**Textauszug:**
5. Jon Stewart’s Final Episode
(thedailyshow.cc.com, Video, 49:10 Min.)
Jon Stewart hat in der Nacht seine letzte Ausgabe der Daily Show moderiert — und Medien und Kollegen sagen Danke. Nils Minkmar schreibt in seiner Ankündigung auf “Spiegel Online”: “Stewart wird mit Ehrfurcht verabschiedet, ein Held der populären Kultur, wie es früher die großen Sportler waren, oder die Raumfahrer — und ohne jede Häme. (…) Das Lob ist nicht übertrieben.” Die “New York Times” hat ihre Leser gefragt, was ihre Lieblingsmomente von Jon Stewart waren: Der Monolog in der ersten Sendung nach dem 11. September wurde dabei am häufigsten genannt. Jahrelang war Stewart das komödiantische Gewissen Amerikans. Schon im Februar hatte Matthias Kolb, USA-Korrespondent der “Süddeutschen Zeitung”, in einem lesenswerten Stück geschrieben, wie ihm Stewart Amerika erklärte. In seiner letzten Sendung wurde Stewart nun von Stephen Colbert verabschiedet — er selbst sagte ganz leise auf Wiedersehen: “I’m just gonna say, I’m going to get a drink. And I’m sure I’ll see you guys before I leave.”

6. Jetzt lernen Sie meine Oma kennen – und meine Meinung
(kurzhaarschnitt.wordpress.com, Kurt Saar-Schnitt)
In der Debatte über den Umgang mit Flüchtlingen erinnert sich “Kurt Saar-Schnitt” an seine Oma, die 1945 aus ihrem Heimatort in Pommern vertrieben wurde und ohne Hab und Gut in Schleswig-Holstein landete. Er erzählt ihre Geschichte und schließt mit einer Bitte: “Falls Sie nicht in der Lage dazu sind, zu spenden, so teilen Sie einfach anderen mit, warum Sie für die Aufnahme von Menschen ohne Heimat und Besitz sind, auch das kann eine Hilfe sein. Schweigen Sie nicht. Und bitte werden Sie kein ‘besorgter Bürger’, bitte zünden Sie keine Unterkünfte für Hilfsbedürftige an.”

“Internetblogger”, Schleichwerbung, Afghanistan-Papiere

1. Unglaublich: SO macht “Focus Online” Stimmung gegen Flüchtlinge
(stefan-niggemeier.de, Stefan Niggemeier)

**Rohdaten:**

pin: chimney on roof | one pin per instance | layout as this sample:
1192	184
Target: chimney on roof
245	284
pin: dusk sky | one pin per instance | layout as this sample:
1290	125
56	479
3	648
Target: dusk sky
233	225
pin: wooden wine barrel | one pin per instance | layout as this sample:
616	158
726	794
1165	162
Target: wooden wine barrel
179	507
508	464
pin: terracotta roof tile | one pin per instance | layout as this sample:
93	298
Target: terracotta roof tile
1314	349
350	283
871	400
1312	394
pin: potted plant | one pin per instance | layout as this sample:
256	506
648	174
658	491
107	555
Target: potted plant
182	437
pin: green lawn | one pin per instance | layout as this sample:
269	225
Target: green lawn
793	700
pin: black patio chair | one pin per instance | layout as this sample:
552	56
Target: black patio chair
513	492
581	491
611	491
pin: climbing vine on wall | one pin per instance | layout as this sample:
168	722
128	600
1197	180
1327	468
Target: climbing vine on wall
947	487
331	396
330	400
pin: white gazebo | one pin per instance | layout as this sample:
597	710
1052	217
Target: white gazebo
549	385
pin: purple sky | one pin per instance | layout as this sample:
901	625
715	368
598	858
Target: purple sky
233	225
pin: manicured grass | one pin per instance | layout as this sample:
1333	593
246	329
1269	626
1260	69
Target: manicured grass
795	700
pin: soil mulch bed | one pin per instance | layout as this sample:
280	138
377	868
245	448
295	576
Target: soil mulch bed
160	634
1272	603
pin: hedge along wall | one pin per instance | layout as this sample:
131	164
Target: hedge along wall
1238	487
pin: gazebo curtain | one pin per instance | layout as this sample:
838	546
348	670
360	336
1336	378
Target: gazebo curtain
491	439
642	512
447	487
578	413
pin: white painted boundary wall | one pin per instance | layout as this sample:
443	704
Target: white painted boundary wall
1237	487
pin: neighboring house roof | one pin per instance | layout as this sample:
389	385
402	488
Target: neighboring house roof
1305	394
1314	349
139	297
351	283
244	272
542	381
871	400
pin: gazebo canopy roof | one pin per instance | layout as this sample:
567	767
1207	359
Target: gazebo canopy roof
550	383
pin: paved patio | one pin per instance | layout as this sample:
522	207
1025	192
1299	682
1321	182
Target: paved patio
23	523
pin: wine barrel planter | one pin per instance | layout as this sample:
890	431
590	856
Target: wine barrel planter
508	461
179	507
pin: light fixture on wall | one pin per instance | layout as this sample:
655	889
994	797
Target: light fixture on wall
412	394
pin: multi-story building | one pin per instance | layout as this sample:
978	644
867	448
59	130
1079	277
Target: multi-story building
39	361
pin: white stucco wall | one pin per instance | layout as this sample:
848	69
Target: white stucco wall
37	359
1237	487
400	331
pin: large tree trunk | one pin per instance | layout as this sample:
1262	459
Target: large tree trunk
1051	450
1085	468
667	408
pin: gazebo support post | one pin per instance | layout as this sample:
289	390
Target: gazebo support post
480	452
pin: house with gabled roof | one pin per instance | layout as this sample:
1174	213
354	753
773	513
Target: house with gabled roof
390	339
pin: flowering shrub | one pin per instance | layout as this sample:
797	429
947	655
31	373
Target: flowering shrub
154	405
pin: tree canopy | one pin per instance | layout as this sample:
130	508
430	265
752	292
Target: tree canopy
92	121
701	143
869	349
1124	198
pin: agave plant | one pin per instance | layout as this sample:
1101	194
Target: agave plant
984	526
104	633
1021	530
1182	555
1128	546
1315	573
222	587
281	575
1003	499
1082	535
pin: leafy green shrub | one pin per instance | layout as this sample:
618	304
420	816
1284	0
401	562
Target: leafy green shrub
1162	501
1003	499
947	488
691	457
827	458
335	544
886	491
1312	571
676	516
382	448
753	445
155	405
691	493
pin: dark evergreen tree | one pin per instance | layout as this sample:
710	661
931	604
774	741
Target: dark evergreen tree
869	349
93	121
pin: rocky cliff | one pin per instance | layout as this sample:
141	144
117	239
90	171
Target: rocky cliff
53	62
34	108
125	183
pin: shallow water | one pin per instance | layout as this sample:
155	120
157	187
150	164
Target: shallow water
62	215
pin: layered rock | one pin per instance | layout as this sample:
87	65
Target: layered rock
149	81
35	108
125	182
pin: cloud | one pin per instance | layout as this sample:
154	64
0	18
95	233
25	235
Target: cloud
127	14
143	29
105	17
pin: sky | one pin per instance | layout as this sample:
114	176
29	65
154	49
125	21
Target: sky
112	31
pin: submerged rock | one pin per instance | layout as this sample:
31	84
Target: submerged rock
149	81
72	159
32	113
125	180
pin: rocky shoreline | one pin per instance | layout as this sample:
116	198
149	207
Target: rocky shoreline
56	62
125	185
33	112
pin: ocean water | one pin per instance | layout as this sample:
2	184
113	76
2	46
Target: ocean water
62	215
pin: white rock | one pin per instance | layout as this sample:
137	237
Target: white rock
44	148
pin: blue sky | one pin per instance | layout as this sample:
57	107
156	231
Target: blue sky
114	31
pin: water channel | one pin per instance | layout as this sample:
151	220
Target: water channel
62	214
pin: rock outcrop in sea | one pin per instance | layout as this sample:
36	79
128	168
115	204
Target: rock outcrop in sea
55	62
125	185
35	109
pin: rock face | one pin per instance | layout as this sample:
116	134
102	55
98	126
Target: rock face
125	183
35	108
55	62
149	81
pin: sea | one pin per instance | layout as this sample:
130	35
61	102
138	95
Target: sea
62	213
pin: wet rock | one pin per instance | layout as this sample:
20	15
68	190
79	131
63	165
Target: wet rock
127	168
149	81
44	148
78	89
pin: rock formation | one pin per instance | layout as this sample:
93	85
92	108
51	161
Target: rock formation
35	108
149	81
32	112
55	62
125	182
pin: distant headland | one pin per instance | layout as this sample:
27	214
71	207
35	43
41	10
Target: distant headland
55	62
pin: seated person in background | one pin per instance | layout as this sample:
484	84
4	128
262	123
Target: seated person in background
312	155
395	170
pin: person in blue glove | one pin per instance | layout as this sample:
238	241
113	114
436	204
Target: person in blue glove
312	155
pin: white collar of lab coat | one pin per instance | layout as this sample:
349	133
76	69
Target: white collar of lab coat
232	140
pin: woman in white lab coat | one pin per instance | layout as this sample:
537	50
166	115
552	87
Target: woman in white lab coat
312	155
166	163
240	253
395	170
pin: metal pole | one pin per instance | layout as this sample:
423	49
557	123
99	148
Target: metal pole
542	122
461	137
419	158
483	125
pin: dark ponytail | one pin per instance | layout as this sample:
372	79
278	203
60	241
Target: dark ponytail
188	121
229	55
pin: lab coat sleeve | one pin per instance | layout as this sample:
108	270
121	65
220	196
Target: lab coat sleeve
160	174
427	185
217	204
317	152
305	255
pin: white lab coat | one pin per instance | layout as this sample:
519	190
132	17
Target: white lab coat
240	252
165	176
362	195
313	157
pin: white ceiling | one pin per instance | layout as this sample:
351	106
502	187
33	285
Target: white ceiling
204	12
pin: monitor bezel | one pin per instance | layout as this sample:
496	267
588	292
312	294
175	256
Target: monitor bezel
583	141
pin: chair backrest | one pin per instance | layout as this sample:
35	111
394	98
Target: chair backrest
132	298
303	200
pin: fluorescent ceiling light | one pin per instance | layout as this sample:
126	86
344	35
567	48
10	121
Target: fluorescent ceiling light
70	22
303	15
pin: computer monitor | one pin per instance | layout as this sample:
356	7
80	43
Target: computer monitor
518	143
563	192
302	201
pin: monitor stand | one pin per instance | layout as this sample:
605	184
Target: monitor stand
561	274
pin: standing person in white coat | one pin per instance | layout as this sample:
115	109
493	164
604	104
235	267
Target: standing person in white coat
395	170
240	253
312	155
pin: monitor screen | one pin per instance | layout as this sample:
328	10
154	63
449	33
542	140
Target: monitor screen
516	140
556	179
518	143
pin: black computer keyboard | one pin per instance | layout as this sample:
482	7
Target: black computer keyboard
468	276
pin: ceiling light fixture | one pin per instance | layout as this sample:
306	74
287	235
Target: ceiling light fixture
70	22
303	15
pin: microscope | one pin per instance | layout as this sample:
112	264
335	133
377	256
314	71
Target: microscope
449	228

**Gestellte Aufgaben:**
a – Welcher Moment wurde laut dem Textauszug in der Leserumfrage der „New York Times“ am häufigsten als Lieblingsmoment von Jon Stewart genannt?
b – Gib den Abschnitt des Textauszugs von „6. Jetzt lernen“ bis einschließlich „(stefan-niggemeier.de, Stefan Niggemeier)“ wortgetreu wieder.

**Ergebnisse je Aufgabe:**
a – Der Monolog in der ersten Sendung nach dem 11. September.

b –
6. Jetzt lernen Sie meine Oma kennen – und meine Meinung
(kurzhaarschnitt.wordpress.com, Kurt Saar-Schnitt)
In der Debatte über den Umgang mit Flüchtlingen erinnert sich “Kurt Saar-Schnitt” an seine Oma, die 1945 aus ihrem Heimatort in Pommern vertrieben wurde und ohne Hab und Gut in Schleswig-Holstein landete. Er erzählt ihre Geschichte und schließt mit einer Bitte: “Falls Sie nicht in der Lage dazu sind, zu spenden, so teilen Sie einfach anderen mit, warum Sie für die Aufnahme von Menschen ohne Heimat und Besitz sind, auch das kann eine Hilfe sein. Schweigen Sie nicht. Und bitte werden Sie kein ‘besorgter Bürger’, bitte zünden Sie keine Unterkünfte für Hilfsbedürftige an.”

“Internetblogger”, Schleichwerbung, Afghanistan-Papiere

1. Unglaublich: SO macht “Focus Online” Stimmung gegen Flüchtlinge
(stefan-niggemeier.de, Stefan Niggemeier)